§ Page excerpt:
Under a bill approved along party lines by the House Education and Labor
Committee on April 16, retirement plans would have to provide greater
transparency on the fees that they charge participants.
A vote on the House floor later this year may be the end of the road for the
bill until 2009. Yet, the House Ways and Means Committee also could offer its
own version of the bill. Very little is happening in the Senate on this issue. A
similar Senate measure only has one co-sponsor, as the legislative days in the
congressional session dwindle.
The House labor panel bill would require 401(k) sponsors to list fees in four
categories—administrative, investment management, transaction and other areas.
The bill also would require 401(k) plans to provide information on the
historical risk, returns and fees on each investment option.
Unlike its predecessor, the bill does not mandate that plans include at least
one low-cost index fund. But an amendment adopted by the committee would make
liability protection for plans contingent upon their offering an index fund.
Republicans and most industry groups oppose the bill because they say that it
would force plans to break out separate fees for services that are bundled under
one price. They assert it could encourage workers to make bad investment choices
by focusing on fees rather than returns.
Rep. George Miller, D-California and chairman of the labor committee, said
the bill will help workers better understand hidden fees that drain their
retirement nest egg. He cited a Government Accountability Office study showing
that a 1 percent increase in fees would decrease retirement income by 20 percent
over 20 years.
“The purpose of this legislation is to take these hard-earned savings away
from the special interests and return them to their rightful place—the
retirement accounts of American workers,” Miller said. “We’re trying to give
people more confidence in their 401(k) plans.”

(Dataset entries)
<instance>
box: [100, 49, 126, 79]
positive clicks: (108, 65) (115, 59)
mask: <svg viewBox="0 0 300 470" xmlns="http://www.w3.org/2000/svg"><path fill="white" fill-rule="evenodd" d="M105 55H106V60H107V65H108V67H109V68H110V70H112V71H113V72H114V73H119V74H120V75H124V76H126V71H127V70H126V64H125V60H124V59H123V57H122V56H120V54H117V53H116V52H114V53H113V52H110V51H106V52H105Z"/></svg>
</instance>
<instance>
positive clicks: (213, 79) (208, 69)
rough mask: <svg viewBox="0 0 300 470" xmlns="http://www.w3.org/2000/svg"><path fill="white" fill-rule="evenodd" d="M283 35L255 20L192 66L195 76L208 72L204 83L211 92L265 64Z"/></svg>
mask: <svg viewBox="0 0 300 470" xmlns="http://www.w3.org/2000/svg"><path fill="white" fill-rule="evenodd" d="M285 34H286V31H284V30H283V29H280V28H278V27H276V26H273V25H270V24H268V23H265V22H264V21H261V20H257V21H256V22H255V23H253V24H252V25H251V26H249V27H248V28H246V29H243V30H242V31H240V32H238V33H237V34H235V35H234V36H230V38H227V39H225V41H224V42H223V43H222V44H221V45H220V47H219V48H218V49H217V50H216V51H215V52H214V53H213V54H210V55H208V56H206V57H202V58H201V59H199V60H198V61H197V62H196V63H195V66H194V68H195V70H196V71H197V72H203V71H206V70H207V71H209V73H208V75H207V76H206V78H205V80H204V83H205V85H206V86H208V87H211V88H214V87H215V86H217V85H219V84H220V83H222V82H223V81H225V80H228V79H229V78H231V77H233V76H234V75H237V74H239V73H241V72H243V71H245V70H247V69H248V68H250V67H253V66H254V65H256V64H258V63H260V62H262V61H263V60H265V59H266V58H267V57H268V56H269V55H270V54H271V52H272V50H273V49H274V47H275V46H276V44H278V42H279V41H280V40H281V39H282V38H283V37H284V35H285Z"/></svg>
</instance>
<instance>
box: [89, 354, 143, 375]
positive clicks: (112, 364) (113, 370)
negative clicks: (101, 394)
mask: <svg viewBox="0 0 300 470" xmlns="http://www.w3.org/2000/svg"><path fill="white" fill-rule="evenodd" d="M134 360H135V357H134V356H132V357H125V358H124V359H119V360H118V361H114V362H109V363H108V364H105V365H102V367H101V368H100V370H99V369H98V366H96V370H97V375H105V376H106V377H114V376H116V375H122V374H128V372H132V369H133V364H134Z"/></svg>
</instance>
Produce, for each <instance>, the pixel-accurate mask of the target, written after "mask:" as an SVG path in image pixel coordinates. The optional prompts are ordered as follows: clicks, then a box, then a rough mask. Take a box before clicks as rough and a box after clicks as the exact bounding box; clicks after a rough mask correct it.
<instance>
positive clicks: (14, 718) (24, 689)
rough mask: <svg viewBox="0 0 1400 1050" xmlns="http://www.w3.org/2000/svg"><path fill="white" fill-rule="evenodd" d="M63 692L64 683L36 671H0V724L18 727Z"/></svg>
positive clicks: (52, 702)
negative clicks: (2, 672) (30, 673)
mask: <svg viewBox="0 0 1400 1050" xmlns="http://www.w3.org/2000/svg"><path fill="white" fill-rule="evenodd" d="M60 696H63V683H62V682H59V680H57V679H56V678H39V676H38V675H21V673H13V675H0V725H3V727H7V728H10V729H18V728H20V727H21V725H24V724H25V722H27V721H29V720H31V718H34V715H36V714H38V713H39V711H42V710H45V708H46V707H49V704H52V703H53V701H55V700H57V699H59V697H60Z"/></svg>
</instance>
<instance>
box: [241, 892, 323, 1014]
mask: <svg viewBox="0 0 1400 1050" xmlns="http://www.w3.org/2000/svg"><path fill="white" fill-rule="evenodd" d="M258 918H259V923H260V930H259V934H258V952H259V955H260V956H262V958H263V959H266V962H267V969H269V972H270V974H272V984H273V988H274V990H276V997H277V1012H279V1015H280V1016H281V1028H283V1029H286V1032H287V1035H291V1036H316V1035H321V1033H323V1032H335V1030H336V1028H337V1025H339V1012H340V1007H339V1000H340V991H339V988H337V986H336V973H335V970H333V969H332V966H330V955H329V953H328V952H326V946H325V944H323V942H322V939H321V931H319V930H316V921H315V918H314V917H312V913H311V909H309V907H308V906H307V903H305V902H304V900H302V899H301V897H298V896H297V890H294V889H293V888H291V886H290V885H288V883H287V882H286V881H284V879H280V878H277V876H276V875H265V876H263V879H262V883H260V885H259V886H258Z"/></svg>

§ Problems to work on:
1. According to the article on 401(k) fees, in which categories would the House labor panel bill require 401(k) sponsors to list fees?
2. In the rows, reproduce everything from the line containing "negative clicks: (2, 672) (30, 673)" through the end of the rows, replacing "negative clicks" with "negative points" and leaving all else unchanged.
The article on 401(k) fees and the rows have no connection to each other.

§ Solved tasks:
1. Administrative, investment management, transaction and other areas.

2.
negative points: (2, 672) (30, 673)
mask: <svg viewBox="0 0 1400 1050" xmlns="http://www.w3.org/2000/svg"><path fill="white" fill-rule="evenodd" d="M60 696H63V683H62V682H59V680H57V679H56V678H39V676H38V675H21V673H13V675H0V725H3V727H7V728H10V729H18V728H20V727H21V725H24V724H25V722H27V721H29V720H31V718H34V715H36V714H38V713H39V711H42V710H45V708H46V707H49V704H52V703H53V701H55V700H57V699H59V697H60Z"/></svg>
</instance>
<instance>
box: [241, 892, 323, 1014]
mask: <svg viewBox="0 0 1400 1050" xmlns="http://www.w3.org/2000/svg"><path fill="white" fill-rule="evenodd" d="M258 918H259V923H260V930H259V934H258V952H259V955H260V956H262V958H263V959H266V962H267V969H269V972H270V974H272V984H273V988H274V990H276V997H277V1012H279V1015H280V1016H281V1028H283V1029H286V1032H287V1035H291V1036H316V1035H321V1033H323V1032H335V1030H336V1028H337V1025H339V1012H340V1007H339V1000H340V991H339V988H337V986H336V973H335V970H333V969H332V966H330V955H329V953H328V952H326V946H325V944H323V942H322V939H321V931H319V930H316V921H315V918H314V917H312V913H311V909H309V907H308V906H307V903H305V902H304V900H302V899H301V897H298V896H297V890H294V889H293V888H291V886H290V885H288V883H287V882H286V881H284V879H280V878H277V876H276V875H265V876H263V879H262V883H260V885H259V886H258Z"/></svg>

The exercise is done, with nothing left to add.